Working data:
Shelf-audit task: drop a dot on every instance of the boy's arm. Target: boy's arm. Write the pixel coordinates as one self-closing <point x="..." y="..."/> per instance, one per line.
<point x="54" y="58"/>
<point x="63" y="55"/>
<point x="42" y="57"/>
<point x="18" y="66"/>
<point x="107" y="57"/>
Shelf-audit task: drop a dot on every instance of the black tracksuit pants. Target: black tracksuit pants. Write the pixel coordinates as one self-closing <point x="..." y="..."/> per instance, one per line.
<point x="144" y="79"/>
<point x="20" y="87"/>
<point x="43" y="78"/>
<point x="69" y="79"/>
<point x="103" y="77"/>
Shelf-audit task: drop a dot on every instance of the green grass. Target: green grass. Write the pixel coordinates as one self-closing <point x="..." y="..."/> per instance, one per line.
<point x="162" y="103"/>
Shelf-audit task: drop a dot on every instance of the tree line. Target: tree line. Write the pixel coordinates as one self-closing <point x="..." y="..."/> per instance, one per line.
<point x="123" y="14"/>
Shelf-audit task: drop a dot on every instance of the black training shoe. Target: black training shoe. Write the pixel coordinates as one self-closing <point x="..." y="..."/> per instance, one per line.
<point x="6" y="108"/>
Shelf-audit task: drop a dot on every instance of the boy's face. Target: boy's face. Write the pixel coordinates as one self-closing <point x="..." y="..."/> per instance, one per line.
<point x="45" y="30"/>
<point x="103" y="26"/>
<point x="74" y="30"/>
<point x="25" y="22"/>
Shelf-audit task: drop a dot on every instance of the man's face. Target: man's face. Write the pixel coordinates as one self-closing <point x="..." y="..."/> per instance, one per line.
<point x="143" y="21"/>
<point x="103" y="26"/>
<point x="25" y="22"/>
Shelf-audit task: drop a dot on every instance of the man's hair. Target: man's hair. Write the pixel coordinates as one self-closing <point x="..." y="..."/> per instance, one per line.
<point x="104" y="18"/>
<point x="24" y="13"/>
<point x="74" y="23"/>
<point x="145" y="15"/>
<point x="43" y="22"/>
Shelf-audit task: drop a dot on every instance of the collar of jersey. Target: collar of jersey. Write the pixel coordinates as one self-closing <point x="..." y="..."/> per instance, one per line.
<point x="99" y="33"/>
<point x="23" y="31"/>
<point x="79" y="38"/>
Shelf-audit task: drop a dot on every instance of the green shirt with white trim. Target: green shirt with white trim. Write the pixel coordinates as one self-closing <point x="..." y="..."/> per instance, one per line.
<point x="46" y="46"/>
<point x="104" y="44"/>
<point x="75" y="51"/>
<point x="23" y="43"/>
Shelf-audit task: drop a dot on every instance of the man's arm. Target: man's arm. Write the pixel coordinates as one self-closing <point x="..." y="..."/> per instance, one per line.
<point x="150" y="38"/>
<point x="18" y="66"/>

Aim of the task: Rewrite the data from the line containing "the green shirt" through the end as a numbered list, leaving out any blank lines.

Final result:
1. Shelf-audit task: drop a dot on every instance of the green shirt with white trim. Target: green shirt with white trim. Write the pixel coordinates as one self-closing <point x="..." y="..."/> per instance, one per line.
2. <point x="46" y="46"/>
3. <point x="104" y="44"/>
4. <point x="75" y="51"/>
5. <point x="23" y="43"/>
6. Shelf-audit task: drop a dot on every instance of the man's arm. Target: man's arm. Write the pixel coordinates as one self-closing <point x="..." y="..."/> per instance, one per line.
7. <point x="150" y="38"/>
8. <point x="18" y="66"/>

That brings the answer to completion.